> REQUIRED ACTION
Output all records precisely as written.

> RECORDS FOR PROCESSING

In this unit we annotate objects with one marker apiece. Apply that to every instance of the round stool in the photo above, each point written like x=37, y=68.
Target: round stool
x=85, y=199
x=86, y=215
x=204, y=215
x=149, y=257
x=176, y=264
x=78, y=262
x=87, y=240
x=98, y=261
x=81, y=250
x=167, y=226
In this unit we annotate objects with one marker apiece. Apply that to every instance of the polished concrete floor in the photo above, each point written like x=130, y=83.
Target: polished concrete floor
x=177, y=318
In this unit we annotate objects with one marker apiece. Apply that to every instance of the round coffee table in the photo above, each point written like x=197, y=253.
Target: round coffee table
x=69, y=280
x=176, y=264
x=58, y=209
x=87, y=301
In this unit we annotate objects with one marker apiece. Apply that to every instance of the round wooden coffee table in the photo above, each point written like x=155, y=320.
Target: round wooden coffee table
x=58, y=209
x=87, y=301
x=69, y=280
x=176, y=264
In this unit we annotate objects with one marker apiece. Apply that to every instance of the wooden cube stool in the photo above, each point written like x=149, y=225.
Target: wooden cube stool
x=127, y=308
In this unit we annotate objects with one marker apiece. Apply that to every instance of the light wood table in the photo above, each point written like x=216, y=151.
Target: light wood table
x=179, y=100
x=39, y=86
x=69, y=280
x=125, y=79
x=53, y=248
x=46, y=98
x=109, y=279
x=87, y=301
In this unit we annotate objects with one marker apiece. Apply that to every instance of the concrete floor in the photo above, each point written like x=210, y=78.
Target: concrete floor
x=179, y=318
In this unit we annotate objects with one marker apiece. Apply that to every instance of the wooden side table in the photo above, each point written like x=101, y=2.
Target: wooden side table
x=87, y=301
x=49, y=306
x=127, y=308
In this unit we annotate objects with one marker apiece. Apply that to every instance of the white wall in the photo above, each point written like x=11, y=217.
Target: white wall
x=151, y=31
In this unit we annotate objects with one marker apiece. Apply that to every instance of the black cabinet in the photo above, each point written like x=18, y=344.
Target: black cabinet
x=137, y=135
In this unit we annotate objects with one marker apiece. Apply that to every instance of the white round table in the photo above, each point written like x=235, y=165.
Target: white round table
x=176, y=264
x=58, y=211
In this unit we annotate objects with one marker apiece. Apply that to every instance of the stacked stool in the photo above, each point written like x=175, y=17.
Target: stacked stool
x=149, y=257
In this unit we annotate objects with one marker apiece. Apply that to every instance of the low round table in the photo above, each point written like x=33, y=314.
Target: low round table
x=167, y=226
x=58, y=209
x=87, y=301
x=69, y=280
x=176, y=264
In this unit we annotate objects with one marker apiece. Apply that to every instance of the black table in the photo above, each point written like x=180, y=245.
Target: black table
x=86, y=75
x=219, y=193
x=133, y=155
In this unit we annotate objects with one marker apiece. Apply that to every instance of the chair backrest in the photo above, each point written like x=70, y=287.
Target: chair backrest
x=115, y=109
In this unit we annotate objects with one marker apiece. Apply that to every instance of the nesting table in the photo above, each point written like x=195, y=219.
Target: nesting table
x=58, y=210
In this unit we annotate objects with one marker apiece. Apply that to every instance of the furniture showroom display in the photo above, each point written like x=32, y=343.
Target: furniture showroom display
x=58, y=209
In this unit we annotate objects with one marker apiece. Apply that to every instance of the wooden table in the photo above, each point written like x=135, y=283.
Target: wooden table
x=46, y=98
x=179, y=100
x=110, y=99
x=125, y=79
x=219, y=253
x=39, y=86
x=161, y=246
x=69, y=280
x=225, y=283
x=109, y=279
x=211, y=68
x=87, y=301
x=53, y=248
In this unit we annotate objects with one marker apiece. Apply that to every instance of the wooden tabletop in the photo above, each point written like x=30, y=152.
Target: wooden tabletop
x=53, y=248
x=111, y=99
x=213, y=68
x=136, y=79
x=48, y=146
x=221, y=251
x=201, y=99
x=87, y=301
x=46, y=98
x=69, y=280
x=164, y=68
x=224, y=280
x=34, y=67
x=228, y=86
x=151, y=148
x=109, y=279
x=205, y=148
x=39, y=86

> TASK ANSWER
In this unit we annotate objects with one marker apiece. Apply that to every instance of the round stool in the photo above, each point written like x=37, y=68.
Target: round stool
x=85, y=199
x=86, y=215
x=204, y=215
x=149, y=257
x=176, y=264
x=78, y=262
x=87, y=240
x=98, y=261
x=81, y=250
x=167, y=226
In this unit we annotate objects with one marker apiece. Apply that to every instance of the polished concrete floor in the photo above, each point written like x=130, y=83.
Target: polished concrete floor
x=177, y=318
In this unit we annotate objects with one marker apiece. Apply that to every instance of the round coffee table in the photo above, each point written like x=197, y=253.
Target: round coffee table
x=69, y=280
x=176, y=264
x=58, y=209
x=87, y=301
In this unit we annotate objects with one marker apiece. Apply that to every instance of the round wooden coffee table in the photo above, each point written like x=155, y=320.
Target: round wooden coffee table
x=58, y=209
x=87, y=301
x=69, y=280
x=176, y=264
In this unit we annotate objects with one marker apiece. Apply that to every instance of the wooden cube stool in the photo above, each point written like x=149, y=225.
Target: wooden cube stool
x=127, y=308
In this unit we annotate objects with one marker apiece. Apply that to every instance of the light wood table in the photo above, each point written like x=216, y=151.
Target: light wood table
x=179, y=100
x=39, y=86
x=69, y=280
x=125, y=79
x=53, y=248
x=46, y=98
x=109, y=279
x=87, y=301
In this unit we annotate objects with one marker apiece. Apply that to every instance of the concrete floor in the photo above, each point written like x=210, y=78.
Target: concrete floor
x=179, y=318
In this unit we annotate objects with one marker apiece. Apply that to every instance of the wooden side table in the photo above, each point written like x=101, y=2.
Target: wooden side table
x=87, y=301
x=49, y=306
x=127, y=308
In this unit we annotate objects with one marker apiece. Apply that to every instance of the white wall in the photo above, each point written like x=11, y=217.
Target: white wall
x=151, y=31
In this unit we annotate objects with one marker apiece. Apply that to every instance of the black cabinet in the photo above, each point written like x=18, y=344.
Target: black cabinet
x=137, y=135
In this unit we annotate objects with one marker apiece. Apply that to every instance of the white round table in the photo above, each point written like x=235, y=165.
Target: white round table
x=176, y=264
x=58, y=211
In this unit we annotate objects with one marker apiece. Apply that to every instance of the stacked stool in the photo above, each point written like x=175, y=17.
Target: stacked stool
x=149, y=257
In this unit we annotate objects with one marker apiece. Apply that to every instance of the low round table in the photo above, each point written like x=33, y=314.
Target: low round table
x=167, y=226
x=58, y=209
x=87, y=301
x=69, y=280
x=176, y=264
In this unit we annotate objects with one marker apiece. Apply that to every instance of the black table in the photo above, each point written like x=180, y=245.
Target: black table
x=86, y=75
x=219, y=193
x=133, y=155
In this unit we annotate objects with one marker apiece. Apply that to every instance of the chair backrest in the photo above, each point written like x=70, y=287.
Target: chair backrest
x=115, y=109
In this unit we annotate objects with one marker apiece. Apply that to every instance of the nesting table in the photo above, each point written like x=195, y=219.
Target: nesting table
x=58, y=210
In this unit we annotate objects with one marker apiece. Apply that to every instance of the furniture showroom display in the photo above, each point written like x=32, y=343.
Target: furniture showroom display
x=58, y=209
In this unit we annotate objects with one marker apiece. Apply that to every instance of the wooden table in the photo above, each point written like x=135, y=283.
Target: wooden table
x=46, y=98
x=179, y=100
x=110, y=99
x=125, y=79
x=219, y=253
x=39, y=86
x=161, y=246
x=69, y=280
x=225, y=283
x=109, y=279
x=211, y=68
x=87, y=301
x=53, y=248
In this unit we annotate objects with one marker apiece. Apply that to every instance of the wooden tabletop in the photo above, each point written like x=30, y=152.
Target: wooden tabletop
x=53, y=248
x=111, y=99
x=213, y=68
x=136, y=79
x=48, y=146
x=221, y=251
x=201, y=99
x=87, y=301
x=46, y=98
x=69, y=280
x=164, y=68
x=224, y=280
x=34, y=67
x=228, y=86
x=151, y=148
x=109, y=279
x=205, y=148
x=39, y=86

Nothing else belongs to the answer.